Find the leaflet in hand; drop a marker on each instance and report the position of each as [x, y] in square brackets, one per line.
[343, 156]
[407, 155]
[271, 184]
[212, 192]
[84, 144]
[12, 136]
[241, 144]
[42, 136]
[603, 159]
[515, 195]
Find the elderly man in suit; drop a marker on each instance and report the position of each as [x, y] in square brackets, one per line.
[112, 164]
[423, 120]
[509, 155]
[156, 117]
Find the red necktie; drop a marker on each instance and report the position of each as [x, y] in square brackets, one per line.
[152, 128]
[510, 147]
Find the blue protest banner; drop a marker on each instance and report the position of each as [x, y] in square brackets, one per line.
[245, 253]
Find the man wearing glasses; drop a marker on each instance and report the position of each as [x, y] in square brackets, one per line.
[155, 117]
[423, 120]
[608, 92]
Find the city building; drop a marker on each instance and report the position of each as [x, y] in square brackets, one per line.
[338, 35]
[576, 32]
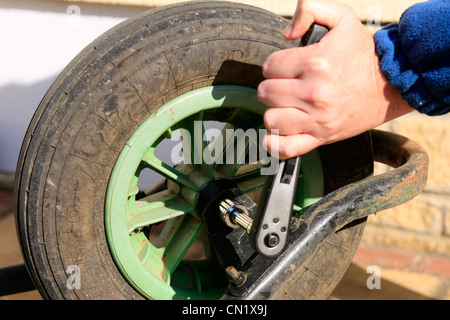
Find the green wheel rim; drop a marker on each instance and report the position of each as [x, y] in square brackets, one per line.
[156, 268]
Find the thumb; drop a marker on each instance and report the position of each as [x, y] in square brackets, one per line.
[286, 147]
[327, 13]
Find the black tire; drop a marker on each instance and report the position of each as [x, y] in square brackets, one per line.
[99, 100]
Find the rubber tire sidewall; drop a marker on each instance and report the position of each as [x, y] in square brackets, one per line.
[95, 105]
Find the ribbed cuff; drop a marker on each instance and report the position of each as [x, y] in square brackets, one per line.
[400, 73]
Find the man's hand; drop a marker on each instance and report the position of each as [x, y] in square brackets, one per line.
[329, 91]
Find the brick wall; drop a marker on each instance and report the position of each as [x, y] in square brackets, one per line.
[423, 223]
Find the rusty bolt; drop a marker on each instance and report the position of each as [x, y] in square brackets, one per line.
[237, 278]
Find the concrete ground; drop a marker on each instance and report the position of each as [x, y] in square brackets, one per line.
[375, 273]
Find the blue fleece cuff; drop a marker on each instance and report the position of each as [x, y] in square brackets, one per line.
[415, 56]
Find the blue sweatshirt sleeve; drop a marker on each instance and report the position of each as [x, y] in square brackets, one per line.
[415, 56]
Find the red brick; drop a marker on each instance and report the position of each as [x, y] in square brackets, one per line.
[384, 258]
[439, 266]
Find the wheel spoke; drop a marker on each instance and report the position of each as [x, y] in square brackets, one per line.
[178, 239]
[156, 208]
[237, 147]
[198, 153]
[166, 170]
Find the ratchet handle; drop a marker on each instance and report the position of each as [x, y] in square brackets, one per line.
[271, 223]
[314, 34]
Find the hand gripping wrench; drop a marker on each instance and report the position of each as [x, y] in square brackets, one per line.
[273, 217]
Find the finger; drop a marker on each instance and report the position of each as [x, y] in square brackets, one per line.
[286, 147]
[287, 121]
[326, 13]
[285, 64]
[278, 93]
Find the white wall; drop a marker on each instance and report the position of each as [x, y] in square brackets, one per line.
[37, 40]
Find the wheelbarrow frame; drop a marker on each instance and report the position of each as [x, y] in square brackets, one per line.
• • • • •
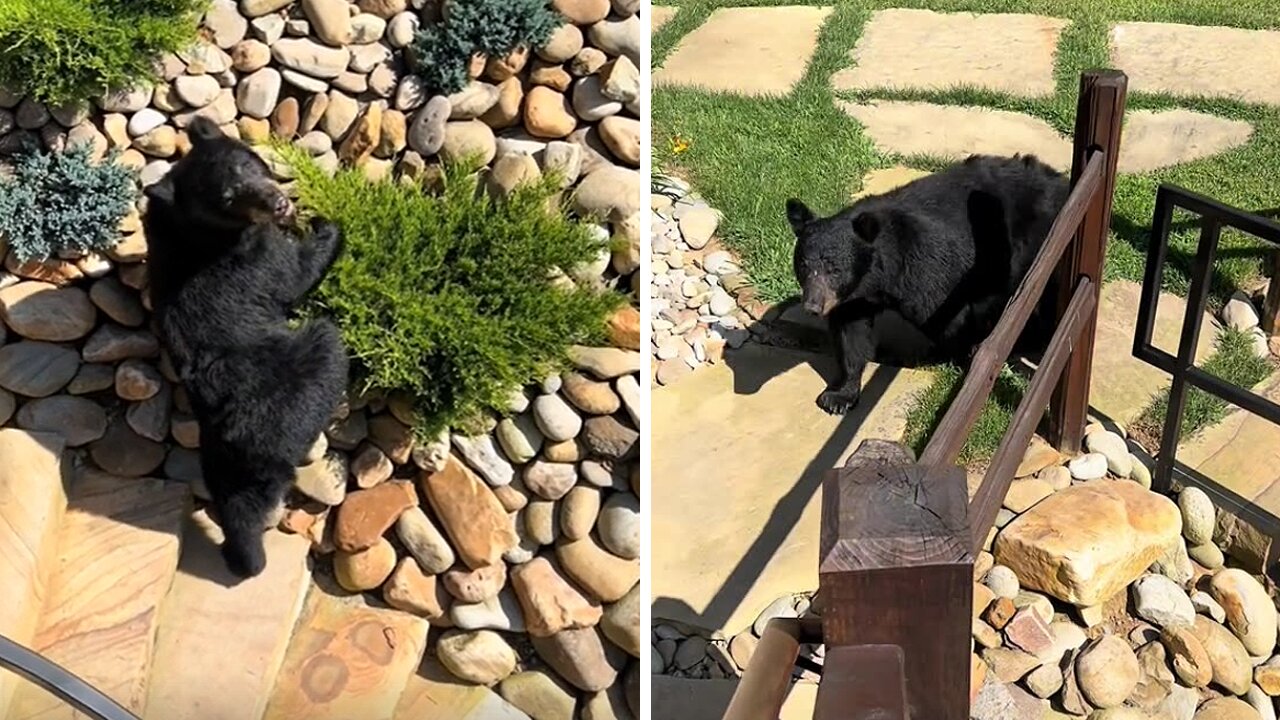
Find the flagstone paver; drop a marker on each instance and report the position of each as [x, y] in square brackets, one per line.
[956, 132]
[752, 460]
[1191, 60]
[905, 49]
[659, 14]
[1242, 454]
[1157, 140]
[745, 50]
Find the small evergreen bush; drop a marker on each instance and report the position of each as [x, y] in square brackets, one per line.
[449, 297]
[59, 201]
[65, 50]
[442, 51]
• • • • •
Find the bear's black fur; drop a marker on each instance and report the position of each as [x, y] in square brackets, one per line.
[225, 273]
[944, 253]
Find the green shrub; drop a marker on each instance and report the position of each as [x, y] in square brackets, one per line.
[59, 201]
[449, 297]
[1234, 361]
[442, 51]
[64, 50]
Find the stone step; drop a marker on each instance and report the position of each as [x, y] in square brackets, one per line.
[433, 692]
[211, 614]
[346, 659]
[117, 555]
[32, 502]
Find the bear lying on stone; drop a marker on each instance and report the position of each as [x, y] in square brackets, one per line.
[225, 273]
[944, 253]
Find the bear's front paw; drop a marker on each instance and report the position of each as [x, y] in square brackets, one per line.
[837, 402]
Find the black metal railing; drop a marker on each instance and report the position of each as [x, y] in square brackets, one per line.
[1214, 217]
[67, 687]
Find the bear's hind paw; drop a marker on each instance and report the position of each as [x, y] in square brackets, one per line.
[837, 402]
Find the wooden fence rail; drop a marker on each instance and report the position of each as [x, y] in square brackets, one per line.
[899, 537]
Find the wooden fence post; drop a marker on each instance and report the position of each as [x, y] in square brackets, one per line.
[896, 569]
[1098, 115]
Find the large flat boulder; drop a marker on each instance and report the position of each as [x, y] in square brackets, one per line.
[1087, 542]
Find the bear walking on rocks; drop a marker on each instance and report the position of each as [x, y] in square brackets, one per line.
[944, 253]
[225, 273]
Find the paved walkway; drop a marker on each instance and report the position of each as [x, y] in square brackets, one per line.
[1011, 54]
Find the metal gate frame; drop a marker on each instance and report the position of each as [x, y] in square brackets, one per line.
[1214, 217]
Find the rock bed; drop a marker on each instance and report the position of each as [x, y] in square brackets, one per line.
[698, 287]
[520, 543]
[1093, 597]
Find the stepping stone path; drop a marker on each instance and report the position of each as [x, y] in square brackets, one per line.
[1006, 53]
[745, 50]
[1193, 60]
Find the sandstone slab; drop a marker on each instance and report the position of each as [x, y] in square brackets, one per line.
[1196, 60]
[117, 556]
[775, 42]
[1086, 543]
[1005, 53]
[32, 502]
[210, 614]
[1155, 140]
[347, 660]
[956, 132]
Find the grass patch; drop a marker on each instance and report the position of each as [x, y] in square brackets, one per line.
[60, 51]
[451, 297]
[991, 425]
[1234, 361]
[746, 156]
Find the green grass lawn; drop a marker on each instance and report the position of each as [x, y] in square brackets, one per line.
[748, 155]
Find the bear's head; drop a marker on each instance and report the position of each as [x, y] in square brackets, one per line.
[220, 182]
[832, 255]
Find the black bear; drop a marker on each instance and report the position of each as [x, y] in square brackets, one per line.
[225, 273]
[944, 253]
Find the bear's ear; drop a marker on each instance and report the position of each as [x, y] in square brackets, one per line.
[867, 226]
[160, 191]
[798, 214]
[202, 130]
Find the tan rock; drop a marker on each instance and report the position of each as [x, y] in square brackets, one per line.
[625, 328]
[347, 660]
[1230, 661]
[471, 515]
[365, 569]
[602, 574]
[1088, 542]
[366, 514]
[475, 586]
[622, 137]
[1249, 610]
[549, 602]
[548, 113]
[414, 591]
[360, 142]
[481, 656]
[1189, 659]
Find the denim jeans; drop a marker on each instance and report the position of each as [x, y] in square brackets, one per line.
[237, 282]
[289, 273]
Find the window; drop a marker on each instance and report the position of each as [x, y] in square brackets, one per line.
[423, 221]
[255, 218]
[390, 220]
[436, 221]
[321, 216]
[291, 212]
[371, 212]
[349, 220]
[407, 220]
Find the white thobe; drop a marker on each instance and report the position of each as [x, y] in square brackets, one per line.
• • • • •
# WHAT IS NEEDED:
Word for word, restate the lines of the data above that fall between the line holding "Find the finger;" and the line holding "Find the wheelbarrow", inclusive, and no other lines.

# EXERCISE RESPONSE:
Find the finger; drop a marker on each instance and report the position of each as [x, y] in square brackets, one per line.
[286, 147]
[287, 121]
[326, 13]
[285, 64]
[278, 93]
Find the white wall; drop a marker on each instance and report the position of each as [x, y] in square brackets, one per line.
[37, 40]
Find the wheelbarrow frame; drop a marker on each instance and report the position of each as [x, y] in square brackets, one per line.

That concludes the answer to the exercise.